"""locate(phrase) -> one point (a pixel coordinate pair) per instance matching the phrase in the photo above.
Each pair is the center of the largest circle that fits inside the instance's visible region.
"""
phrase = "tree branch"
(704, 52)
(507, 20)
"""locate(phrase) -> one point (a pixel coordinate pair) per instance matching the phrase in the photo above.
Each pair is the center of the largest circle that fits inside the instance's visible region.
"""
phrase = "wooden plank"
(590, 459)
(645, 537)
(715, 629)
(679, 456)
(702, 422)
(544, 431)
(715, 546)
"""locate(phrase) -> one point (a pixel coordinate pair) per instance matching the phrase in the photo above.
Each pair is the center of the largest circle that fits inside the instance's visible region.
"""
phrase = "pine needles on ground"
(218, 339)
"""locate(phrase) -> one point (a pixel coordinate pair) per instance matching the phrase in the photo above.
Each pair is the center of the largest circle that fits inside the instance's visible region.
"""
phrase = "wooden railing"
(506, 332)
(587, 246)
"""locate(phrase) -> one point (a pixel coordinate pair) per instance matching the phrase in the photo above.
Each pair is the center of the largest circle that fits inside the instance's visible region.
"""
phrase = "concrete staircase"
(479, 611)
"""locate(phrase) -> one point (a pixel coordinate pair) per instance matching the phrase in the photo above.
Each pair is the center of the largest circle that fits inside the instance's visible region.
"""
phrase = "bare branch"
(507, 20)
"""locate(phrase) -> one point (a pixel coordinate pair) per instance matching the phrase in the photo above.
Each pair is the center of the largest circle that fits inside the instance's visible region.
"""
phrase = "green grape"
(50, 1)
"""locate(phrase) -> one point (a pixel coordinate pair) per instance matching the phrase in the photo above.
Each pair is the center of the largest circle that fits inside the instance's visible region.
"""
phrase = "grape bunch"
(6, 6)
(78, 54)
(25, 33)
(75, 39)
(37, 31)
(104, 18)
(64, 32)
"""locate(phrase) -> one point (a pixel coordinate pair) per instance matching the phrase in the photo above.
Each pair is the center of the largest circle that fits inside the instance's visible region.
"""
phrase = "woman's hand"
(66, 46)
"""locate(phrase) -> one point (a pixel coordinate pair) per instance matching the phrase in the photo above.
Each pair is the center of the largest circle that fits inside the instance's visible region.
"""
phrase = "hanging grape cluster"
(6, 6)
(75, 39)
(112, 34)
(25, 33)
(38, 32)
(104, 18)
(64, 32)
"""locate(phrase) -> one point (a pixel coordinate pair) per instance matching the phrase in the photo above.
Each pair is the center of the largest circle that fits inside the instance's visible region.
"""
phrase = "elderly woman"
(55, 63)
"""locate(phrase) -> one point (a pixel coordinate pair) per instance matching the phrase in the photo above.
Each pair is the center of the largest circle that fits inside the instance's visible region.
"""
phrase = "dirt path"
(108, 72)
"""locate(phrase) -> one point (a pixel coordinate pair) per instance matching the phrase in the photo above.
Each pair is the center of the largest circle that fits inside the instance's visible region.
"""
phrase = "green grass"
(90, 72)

+ + + + +

Retype each record exactly, leaving nothing out.

"""locate(phrase) -> one point (a pixel coordinate pair) per instance matching the phrase in the photo above.
Each pair is the center of the largest circle that fits inside the instance's visible region.
"""
phrase = "tree branch"
(704, 52)
(507, 20)
"""locate(phrase) -> one point (a pixel coordinate pair) per instance matching the phrase in the photo above.
Each pair is the center of the largest circle that fits inside the instance's visible region.
"""
phrase = "wooden plank"
(590, 459)
(645, 537)
(715, 629)
(679, 456)
(702, 422)
(544, 431)
(715, 546)
"""locate(phrase) -> one point (a pixel coordinate pair) per instance matching the phrase in the photo above.
Each pair is the center of the largest circle that fits inside the instance's visible region.
"""
phrase = "pine needles on ground"
(218, 339)
"""locate(phrase) -> one point (a pixel coordinate pair) per instance matching the phrase in the photo above.
Each pair is the center of the largest circle that fits inside the instance's visible region.
"""
phrase = "wooden railing"
(506, 332)
(587, 246)
"""locate(phrase) -> one point (a pixel coordinate pair) per instance matching the phrase in the photo above.
Each pair is the center of the largest circle that fits inside the instance's visible region.
"""
phrase = "concrete staircase"
(479, 611)
"""locate(phrase) -> one point (a pixel coordinate pair) per instance matching the phrase in the photo above.
Each pair is the center of the largest circle that fits inside the instance's visible region.
"""
phrase = "bare branch"
(507, 20)
"""locate(phrase) -> one point (a pixel coordinate pair) per instance matching the phrase in the photo above.
Each pair is the center of the largest circle that fits inside the instance's visible region.
"""
phrase = "green grape"
(50, 1)
"""locate(phrase) -> one point (a pixel coordinate pair) per instance matching the phrase in the photo above.
Each pair is the center of the largest circle that fits inside the instance's visible region.
"""
phrase = "grape bunch"
(6, 6)
(78, 54)
(25, 33)
(75, 39)
(37, 31)
(104, 18)
(64, 32)
"""locate(phrase) -> one point (a pixel coordinate pair) per instance matching the phrase in the photo above.
Each pair is the center of the largest circle that fits inside the instance's visible region.
"""
phrase = "woman's hand"
(66, 46)
"""locate(phrase) -> one point (a pixel coordinate pair) per instance matching the phrase in the photo above.
Each pair is the center of the largest circle that fits inside the instance's visible region.
"""
phrase = "hanging grape cluster"
(6, 6)
(75, 39)
(112, 34)
(25, 33)
(38, 32)
(104, 18)
(64, 32)
"""locate(phrase) -> one point (a pixel coordinate pair) per instance matching the phrase in the photo above.
Each pair is the center of the largest circle that fits inside the instance's visible region.
"""
phrase = "elderly woman"
(55, 63)
"""locate(phrase) -> one point (a pixel coordinate pair) per instance matching the phrase in the photo above.
Each pair is the center of the largest circle that fits inside the instance's visible region.
"""
phrase = "dirt path"
(108, 72)
"""locate(phrase) -> one point (a pixel coordinate pair) per instance matching the phrase in the photo above.
Each pair is the center of the largest circle that fits inside the instance's visible region.
"""
phrase = "green grass"
(90, 72)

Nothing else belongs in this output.